▶ [WORK REQUIRED]: Update the entries below by replacing every "individual bounding boxes" with "separate bounding boxes" and leaving everything else unchanged. Leave the pictures out of your answer.

A run of entries
[START]

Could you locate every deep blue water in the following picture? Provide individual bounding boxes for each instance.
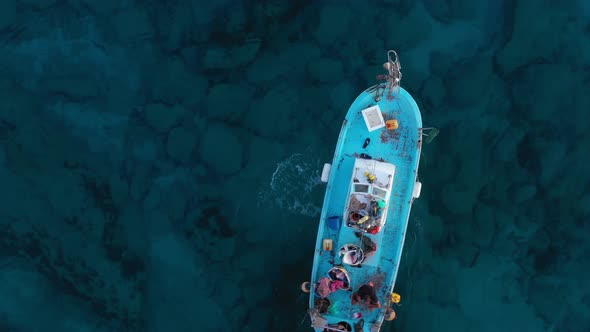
[0,0,590,332]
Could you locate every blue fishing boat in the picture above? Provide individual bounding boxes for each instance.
[301,51,427,332]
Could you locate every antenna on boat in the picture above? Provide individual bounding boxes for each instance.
[375,50,402,101]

[END]

▶ [TASK OUTPUT]:
Could you locate every deep blue water in the following picture? Provide separate bounding boxes for each instance.
[0,0,590,332]
Could you locate every blue fishing boat in the picture above? Provide separate bounding boxes for each instance.
[301,51,427,332]
Could you locate every antenna on boat in the picture above? Provide separate bounding boxes for each instance.
[375,50,402,101]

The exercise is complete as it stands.